Prompt: Nothing but the lines from the one with "Would you mind annotating the rocky" through the end of the data should be set down, each exactly as written, and no picture should be included.

(Entries taken from a collection)
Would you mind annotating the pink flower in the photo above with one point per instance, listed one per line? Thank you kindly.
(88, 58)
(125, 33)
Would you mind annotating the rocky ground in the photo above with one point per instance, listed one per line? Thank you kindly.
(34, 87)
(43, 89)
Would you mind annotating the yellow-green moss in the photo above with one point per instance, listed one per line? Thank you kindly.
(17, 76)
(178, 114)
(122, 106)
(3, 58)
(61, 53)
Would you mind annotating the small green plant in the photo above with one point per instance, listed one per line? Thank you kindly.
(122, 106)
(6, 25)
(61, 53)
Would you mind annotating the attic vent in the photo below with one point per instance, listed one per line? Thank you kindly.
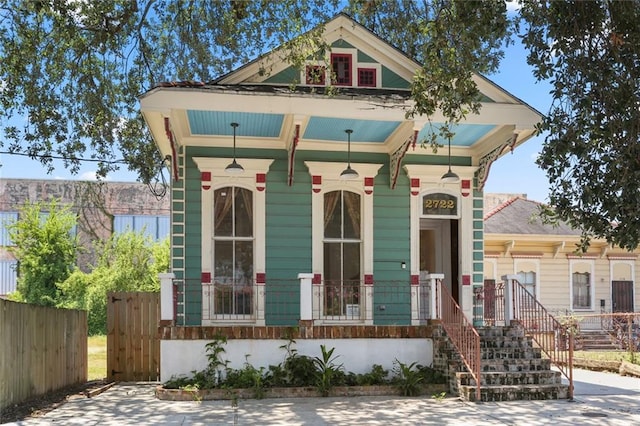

Answer below:
Would you mind annotating the rocky ground in the photo above with one point per instance, listed one per line? Thank you kindly.
(34, 87)
(43, 89)
Would you mind annotating the yellow-green moss in the photo above with one point per instance, listed one per line? Thank you kindly.
(17, 76)
(178, 114)
(122, 106)
(3, 58)
(61, 53)
Would you mind annotating the small green plant in the photo above with one point per instance, listed one per line? Thank you kindly.
(122, 106)
(6, 25)
(61, 53)
Would you mind annotating the attic vent in the photo below with one point per instance, listed one per line? Thank you kindly.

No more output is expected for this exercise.